◆ Exercise
Output the lines below as a JSON list of strings, one string per line, with blank lines omitted.

◆ Recorded data
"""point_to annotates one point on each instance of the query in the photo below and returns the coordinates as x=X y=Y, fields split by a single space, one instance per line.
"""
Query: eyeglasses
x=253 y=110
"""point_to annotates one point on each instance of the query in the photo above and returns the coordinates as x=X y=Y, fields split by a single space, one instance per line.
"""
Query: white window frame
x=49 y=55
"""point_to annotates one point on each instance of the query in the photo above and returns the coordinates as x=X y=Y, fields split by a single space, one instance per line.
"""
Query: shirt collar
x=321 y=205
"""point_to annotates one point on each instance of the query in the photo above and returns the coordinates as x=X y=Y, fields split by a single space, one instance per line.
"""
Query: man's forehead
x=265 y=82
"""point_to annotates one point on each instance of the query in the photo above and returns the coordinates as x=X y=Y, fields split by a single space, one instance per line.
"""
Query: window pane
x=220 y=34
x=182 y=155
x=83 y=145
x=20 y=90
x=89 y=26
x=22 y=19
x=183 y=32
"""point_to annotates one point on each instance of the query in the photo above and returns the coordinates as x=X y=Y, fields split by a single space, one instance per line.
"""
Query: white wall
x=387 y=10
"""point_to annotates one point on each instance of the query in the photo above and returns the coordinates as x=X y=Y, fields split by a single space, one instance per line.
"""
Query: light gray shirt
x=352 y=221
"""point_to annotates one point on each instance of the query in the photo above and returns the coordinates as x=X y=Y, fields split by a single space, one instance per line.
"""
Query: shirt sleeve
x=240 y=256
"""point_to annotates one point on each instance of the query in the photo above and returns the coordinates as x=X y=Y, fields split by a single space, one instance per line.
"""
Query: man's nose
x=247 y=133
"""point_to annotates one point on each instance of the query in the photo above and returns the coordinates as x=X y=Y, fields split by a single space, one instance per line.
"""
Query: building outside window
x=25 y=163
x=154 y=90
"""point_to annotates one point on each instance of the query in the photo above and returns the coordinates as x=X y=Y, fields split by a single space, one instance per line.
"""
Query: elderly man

◆ Task response
[
  "\"\"\"point_to annotates one point on each instance of the query in the photo below and returns the coordinates as x=X y=Y, fields split by a single space, one instance per line.",
  "\"\"\"",
  "Query: eyeglasses",
  "x=253 y=110",
  "\"\"\"point_to annotates one point on each instance of the query in the photo above and returns the coordinates as x=X y=Y, fields split by a single space, one instance per line.",
  "\"\"\"",
  "Query: white window frame",
  "x=49 y=55",
  "\"\"\"point_to annotates one point on each instance of the query in the photo above and returns the coordinates as x=X y=Y, fields split by a single space, one instance per line.",
  "\"\"\"",
  "Query: shirt collar",
  "x=321 y=205",
  "\"\"\"point_to annotates one point on each instance of the query in the photo above and returns the coordinates as x=X y=Y, fields split by a single space, one instance per line.",
  "\"\"\"",
  "Query: man's forehead",
  "x=265 y=82",
  "\"\"\"point_to annotates one point on each instance of the query in the photo above and returns the coordinates as x=X y=Y, fields split by a single space, one instance per line.",
  "\"\"\"",
  "Query: window pane",
  "x=220 y=34",
  "x=182 y=155",
  "x=83 y=145",
  "x=20 y=90",
  "x=89 y=26",
  "x=22 y=19",
  "x=183 y=32",
  "\"\"\"point_to annotates one point on each instance of the query in the photo above and returns the coordinates as x=X y=Y, fields split by a single space, one instance per line.",
  "\"\"\"",
  "Query: white wall",
  "x=387 y=10",
  "\"\"\"point_to annotates one point on each instance of the query in the photo above and returns the coordinates as x=X y=Y, fields split by a single space, one instance per line.",
  "\"\"\"",
  "Query: light gray shirt",
  "x=352 y=221",
  "\"\"\"point_to annotates one point on each instance of the query in the photo above and returns the coordinates as x=X y=Y, fields split by a single space, one instance per line.",
  "\"\"\"",
  "Query: shirt sleeve",
  "x=240 y=256",
  "\"\"\"point_to annotates one point on each instance of the query in the photo above and returns the coordinates as x=X y=Y, fields split by a single space, one instance per line.",
  "\"\"\"",
  "Query: man's nose",
  "x=247 y=133",
  "\"\"\"point_to annotates one point on each instance of the query in the photo above and returns the coordinates as x=X y=Y, fields split by a single space, one instance per line.",
  "\"\"\"",
  "Query: building outside window",
  "x=25 y=163",
  "x=154 y=90",
  "\"\"\"point_to annotates one point on each instance of the query in the photo above and returns the coordinates as x=X y=Y, fields split by a single space, one instance per line.",
  "\"\"\"",
  "Query: elderly man"
]